* _Given request_
Using the article on Canada's economy, answer these:
(a) What was the reading of RBC's Purchasing Managers Index in November?
(b) Which province did RBC's chief economist call a national bright spot?
(c) According to the CIBC economists, about how long does it take for the impact of a lower dollar to be felt in the economy?
— Start of Passage provided —
Canada's economy had two solid months of growth last summer, before returning to stagnation.

It was supposed to be Canada’s economic trump card: An export-led recovery, helped by a lower loonie, that would offset the shock of falling oil prices.

Well, it hasn’t happened. In fact, the opposite has happened. The latest edition of RBC’s Purchasing Managers Index, a measure of manufacturing output, has hit its lowest point on record, in a survey going back to 2010.

The PMI hit 47.5 in November, down from 48.6 in October, RBC reported. Any reading below 50 indicates that manufacturing is shrinking. Production levels declined for the fifth month in a row, the bank said.

RBC's Purchasing Managers Index shows Canadian manufacturing is shrinking at an increasing speed.

“Weaker domestic demand and ongoing uncertainty in the energy sector continues to take its toll,” RBC chief economist Craig Wright wrote. “Across Canada, Alberta and British Columbia experienced the sharpest deterioration in conditions, while Ontario continued to be a national bright spot, posting a sustained rise in output production."

The U.S.'s manufacturing sector is also shrinking, with a similar index of factory activity, released Monday, showing manufacturing south of the border at 48.6. That indicates contraction and is the lowest reading since 2009, when the U.S. was in the midst of the financial crisis.

Export-Led Recovery Just 'Wishful Thinking'

The manufacturing data follows a surprisingly bad reading on economic growth for the month of October. The economy was essentially flat that month, following a 0.5-per-cent contraction in GDP the month before. That has some economists wondering whether last year’s supposedly brief recession is making an unwelcome return.

The economy “may never have escaped recession,” David Madani of Capital Economics wrote following the GDP numbers. “While policymakers often claim that Canada’s well diversified economy is coping reasonably well with the oil price shock, the facts show otherwise.”

Capital Economics' David Madani, shown here appearing on CBC in 2015, has doubts that Canada truly escaped last year's recession.

Madani noted that Canada’s economy was smaller in October than it had been at the start of the year. “With oil prices falling further and the fallout in business investment and employment spreading, economic growth prospects for 2016 are going from bad to worse.”

He noted that the Bank of Canada “has pinned its hopes for growth on an export-led revival. But as we have warned before, this is simply wishful thinking.”

Does this look like a recovery? Canada's economy had two solid months of growth this past summer, before returning to stagnation. (Source: Capital Economics)

Madani argues that Canada’s competitiveness was eroded during the years of high oil prices and a high loonie, and that lack of competitiveness is “undermining manufacturing.”

Not everyone agrees. Many economists argue it will simply take more time for the lower loonie to start helping Canada’s economy. In a research note last month, CIBC economists Avery Shenfeld and Nick Exarhos estimated that it takes about two years for the impact of a lower dollar to be felt in the economy.

“The lion’s share of the benefits are therefore still to be revealed,” they wrote.
— End of Passage provided —
— Start of Recorded information —
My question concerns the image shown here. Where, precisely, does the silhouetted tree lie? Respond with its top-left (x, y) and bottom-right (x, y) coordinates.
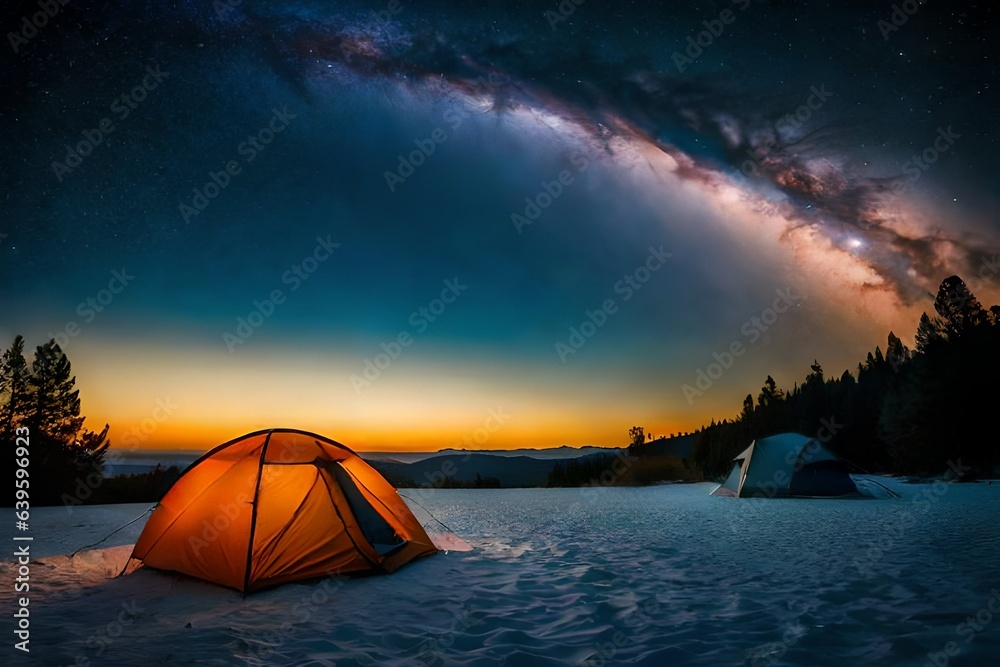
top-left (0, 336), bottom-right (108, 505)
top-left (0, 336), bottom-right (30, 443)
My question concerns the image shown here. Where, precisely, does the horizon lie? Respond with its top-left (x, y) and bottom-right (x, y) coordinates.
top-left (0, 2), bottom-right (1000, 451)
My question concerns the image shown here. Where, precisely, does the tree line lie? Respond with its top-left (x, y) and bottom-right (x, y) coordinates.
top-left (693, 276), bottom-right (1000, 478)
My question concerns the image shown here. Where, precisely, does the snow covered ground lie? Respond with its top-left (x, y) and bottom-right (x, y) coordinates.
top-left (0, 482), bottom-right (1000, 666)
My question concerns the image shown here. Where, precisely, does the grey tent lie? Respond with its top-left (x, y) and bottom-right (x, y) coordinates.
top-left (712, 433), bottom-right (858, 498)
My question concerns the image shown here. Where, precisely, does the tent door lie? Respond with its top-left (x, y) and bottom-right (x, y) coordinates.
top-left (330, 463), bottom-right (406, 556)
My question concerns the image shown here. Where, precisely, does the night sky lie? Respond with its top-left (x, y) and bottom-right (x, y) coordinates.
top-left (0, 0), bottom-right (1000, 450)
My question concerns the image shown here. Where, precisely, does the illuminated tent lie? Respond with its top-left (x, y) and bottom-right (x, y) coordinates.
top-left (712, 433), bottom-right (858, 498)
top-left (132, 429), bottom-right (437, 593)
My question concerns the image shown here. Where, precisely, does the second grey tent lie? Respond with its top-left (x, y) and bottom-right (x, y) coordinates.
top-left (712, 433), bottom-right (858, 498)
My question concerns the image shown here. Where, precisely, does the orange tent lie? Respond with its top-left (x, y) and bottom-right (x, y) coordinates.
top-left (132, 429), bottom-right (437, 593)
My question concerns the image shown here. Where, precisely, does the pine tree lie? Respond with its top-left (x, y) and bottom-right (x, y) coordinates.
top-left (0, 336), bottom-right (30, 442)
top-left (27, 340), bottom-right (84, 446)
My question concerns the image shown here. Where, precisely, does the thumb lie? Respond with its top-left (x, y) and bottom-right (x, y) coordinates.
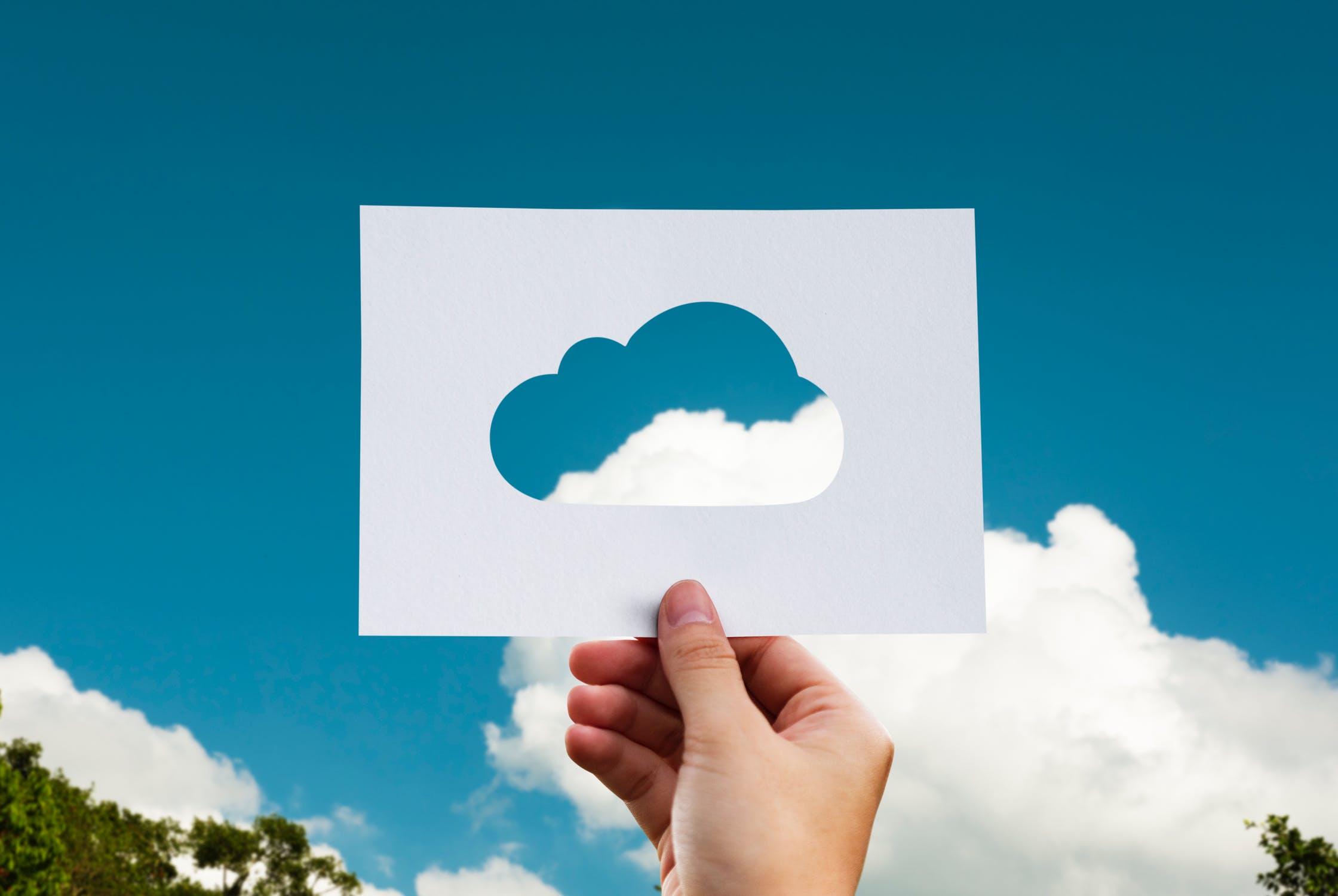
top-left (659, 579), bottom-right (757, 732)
— End of Recorded information —
* _Result_
(a) 47.5
(b) Ontario
(c) About two years